### What to do:
Reproduce the material below line for line, changing nothing.

─── Input records ───

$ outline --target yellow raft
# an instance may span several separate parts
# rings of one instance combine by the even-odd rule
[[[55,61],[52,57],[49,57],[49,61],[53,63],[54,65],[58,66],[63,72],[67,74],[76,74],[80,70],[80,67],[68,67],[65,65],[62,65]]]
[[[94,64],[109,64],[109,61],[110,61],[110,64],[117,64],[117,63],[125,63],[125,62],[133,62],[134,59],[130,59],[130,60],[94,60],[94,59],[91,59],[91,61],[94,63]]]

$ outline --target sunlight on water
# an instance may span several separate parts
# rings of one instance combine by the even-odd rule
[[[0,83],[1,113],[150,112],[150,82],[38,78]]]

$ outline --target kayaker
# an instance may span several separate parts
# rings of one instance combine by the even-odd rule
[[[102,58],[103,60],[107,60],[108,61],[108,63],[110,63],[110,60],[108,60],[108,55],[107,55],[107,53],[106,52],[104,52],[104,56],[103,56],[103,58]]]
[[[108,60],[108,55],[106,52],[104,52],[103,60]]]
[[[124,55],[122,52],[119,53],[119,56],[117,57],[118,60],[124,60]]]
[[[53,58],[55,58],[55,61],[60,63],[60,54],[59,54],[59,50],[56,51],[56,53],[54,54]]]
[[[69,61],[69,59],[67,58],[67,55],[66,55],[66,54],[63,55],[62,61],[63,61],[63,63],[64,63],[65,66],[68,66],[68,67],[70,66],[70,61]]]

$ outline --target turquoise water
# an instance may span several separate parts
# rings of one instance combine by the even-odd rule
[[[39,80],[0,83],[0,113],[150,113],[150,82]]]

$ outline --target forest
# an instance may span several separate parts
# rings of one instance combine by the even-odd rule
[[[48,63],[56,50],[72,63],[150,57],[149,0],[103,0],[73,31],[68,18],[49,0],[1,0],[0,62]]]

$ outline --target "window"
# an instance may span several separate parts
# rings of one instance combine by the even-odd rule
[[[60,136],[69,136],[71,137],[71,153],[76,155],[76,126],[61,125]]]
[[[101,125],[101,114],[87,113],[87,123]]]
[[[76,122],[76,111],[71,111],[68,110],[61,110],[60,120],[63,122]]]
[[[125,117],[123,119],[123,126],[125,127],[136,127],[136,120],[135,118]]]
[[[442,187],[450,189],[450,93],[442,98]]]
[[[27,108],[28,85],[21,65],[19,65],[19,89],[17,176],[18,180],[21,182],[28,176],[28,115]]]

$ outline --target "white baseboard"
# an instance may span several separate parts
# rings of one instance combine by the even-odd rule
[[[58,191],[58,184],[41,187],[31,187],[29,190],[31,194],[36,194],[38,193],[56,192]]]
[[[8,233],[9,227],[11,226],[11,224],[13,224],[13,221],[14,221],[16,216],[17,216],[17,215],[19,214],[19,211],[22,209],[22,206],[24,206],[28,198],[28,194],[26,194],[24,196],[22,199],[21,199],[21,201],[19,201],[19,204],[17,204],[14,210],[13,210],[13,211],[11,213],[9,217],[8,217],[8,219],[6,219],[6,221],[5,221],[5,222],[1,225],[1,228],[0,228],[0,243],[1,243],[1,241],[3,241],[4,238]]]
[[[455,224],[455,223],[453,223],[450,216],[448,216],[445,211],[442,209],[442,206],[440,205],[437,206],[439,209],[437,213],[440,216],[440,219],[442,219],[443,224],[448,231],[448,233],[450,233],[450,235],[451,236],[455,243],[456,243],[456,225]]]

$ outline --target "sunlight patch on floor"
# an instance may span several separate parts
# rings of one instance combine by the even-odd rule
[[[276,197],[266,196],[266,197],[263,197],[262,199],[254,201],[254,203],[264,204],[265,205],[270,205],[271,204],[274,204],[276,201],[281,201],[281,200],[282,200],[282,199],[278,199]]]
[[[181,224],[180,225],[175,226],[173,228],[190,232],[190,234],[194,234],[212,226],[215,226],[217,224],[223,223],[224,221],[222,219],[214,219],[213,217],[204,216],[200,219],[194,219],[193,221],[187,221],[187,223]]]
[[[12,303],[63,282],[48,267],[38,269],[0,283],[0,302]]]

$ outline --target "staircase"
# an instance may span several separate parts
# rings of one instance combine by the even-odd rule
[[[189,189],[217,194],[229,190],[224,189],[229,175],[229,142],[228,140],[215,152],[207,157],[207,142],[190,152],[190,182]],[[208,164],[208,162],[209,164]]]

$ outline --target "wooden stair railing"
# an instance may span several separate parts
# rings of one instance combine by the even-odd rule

───

### Expected answer:
$ outline --target yellow raft
# an instance may span several separate parts
# rings of one instance combine by the even-odd rule
[[[55,61],[52,57],[49,57],[49,61],[53,63],[54,65],[58,66],[63,72],[67,74],[76,74],[80,70],[80,67],[68,67],[65,65],[62,65]]]
[[[94,64],[109,64],[109,61],[110,61],[110,64],[117,64],[117,63],[125,63],[125,62],[133,62],[134,59],[130,59],[130,60],[94,60],[94,59],[91,59],[91,61],[94,63]]]

$ outline --target sunlight on water
# an instance may span several separate parts
# rings of one instance combine by the even-odd rule
[[[0,83],[1,113],[150,112],[150,82],[38,78]]]

$ outline --target kayaker
# an instance may span several separate parts
# rings of one instance combine by the even-odd rule
[[[102,58],[103,60],[107,60],[108,61],[108,63],[110,63],[110,60],[108,60],[108,55],[107,55],[107,53],[106,52],[104,52],[104,56],[103,56],[103,58]]]
[[[108,60],[108,55],[106,52],[104,52],[103,60]]]
[[[124,55],[122,52],[119,53],[119,56],[117,57],[118,60],[124,60]]]
[[[53,58],[55,58],[55,61],[60,63],[60,54],[59,54],[59,50],[56,51],[56,53],[54,54]]]
[[[69,61],[69,59],[67,58],[67,55],[66,55],[66,54],[63,55],[62,61],[63,61],[63,63],[64,63],[65,66],[68,66],[68,67],[70,66],[70,61]]]

$ outline --target turquoise water
# an instance may span several separate parts
# rings of one instance combine by the even-odd rule
[[[39,80],[0,83],[0,113],[150,113],[150,82]]]

$ outline --target forest
# an instance may span several separate parts
# rings of one instance combine by the even-odd rule
[[[48,63],[56,50],[72,63],[150,57],[149,0],[103,0],[73,31],[68,18],[49,0],[1,0],[0,62]]]

$ outline --target "window"
# an instance may span several separate parts
# rings of one instance combine by the even-odd rule
[[[60,136],[69,136],[71,137],[71,153],[76,155],[76,126],[61,125]]]
[[[101,125],[101,114],[87,113],[87,123]]]
[[[76,122],[76,111],[71,111],[68,110],[61,110],[60,120],[63,122]]]
[[[125,117],[123,119],[123,126],[125,127],[136,127],[136,120],[135,118]]]
[[[442,187],[450,189],[450,93],[442,98]]]
[[[27,108],[28,85],[21,65],[19,65],[19,89],[17,176],[18,180],[21,182],[28,176],[28,115]]]

$ outline --target "white baseboard"
# an instance may span several separate parts
# rings of one instance combine by the even-odd rule
[[[58,191],[58,184],[41,187],[31,187],[29,190],[31,194],[36,194],[38,193],[56,192]]]
[[[8,233],[9,227],[11,226],[11,224],[13,224],[13,221],[14,221],[16,216],[17,216],[17,215],[19,214],[19,211],[22,209],[22,206],[24,206],[28,198],[28,194],[26,194],[24,196],[22,199],[21,199],[21,201],[19,201],[19,204],[17,204],[14,210],[13,210],[13,211],[11,213],[9,217],[8,217],[8,219],[6,219],[6,221],[5,221],[5,222],[1,225],[1,228],[0,228],[0,243],[1,243],[1,241],[3,241],[4,238]]]
[[[455,224],[455,223],[453,223],[450,216],[448,216],[445,211],[442,209],[442,206],[440,205],[437,206],[439,209],[437,213],[440,216],[440,219],[442,219],[443,224],[448,231],[448,233],[450,233],[450,235],[451,236],[455,243],[456,243],[456,225]]]

$ outline --target "sunlight patch on floor"
# an instance may span several separate parts
# rings of one instance combine by the even-odd rule
[[[276,197],[266,196],[266,197],[263,197],[262,199],[254,201],[254,203],[264,204],[265,205],[270,205],[271,204],[274,204],[276,201],[281,201],[281,200],[282,200],[282,199],[278,199]]]
[[[181,224],[180,225],[175,226],[173,228],[190,232],[190,234],[194,234],[212,226],[215,226],[217,224],[223,223],[224,221],[222,219],[214,219],[213,217],[204,216],[200,219],[194,219],[193,221],[187,221],[187,223]]]
[[[12,303],[63,282],[48,267],[38,269],[0,283],[0,302]]]

$ outline --target "staircase"
# an instance may span several separate parts
# rings of one instance combine by the even-odd rule
[[[189,189],[217,194],[229,190],[224,189],[229,175],[229,142],[228,140],[215,152],[207,157],[207,142],[190,152],[190,182]],[[208,164],[208,162],[209,164]]]

$ outline --target "wooden stair railing"
# an instance may span several separate parts
# rings of one instance combine by the even-odd rule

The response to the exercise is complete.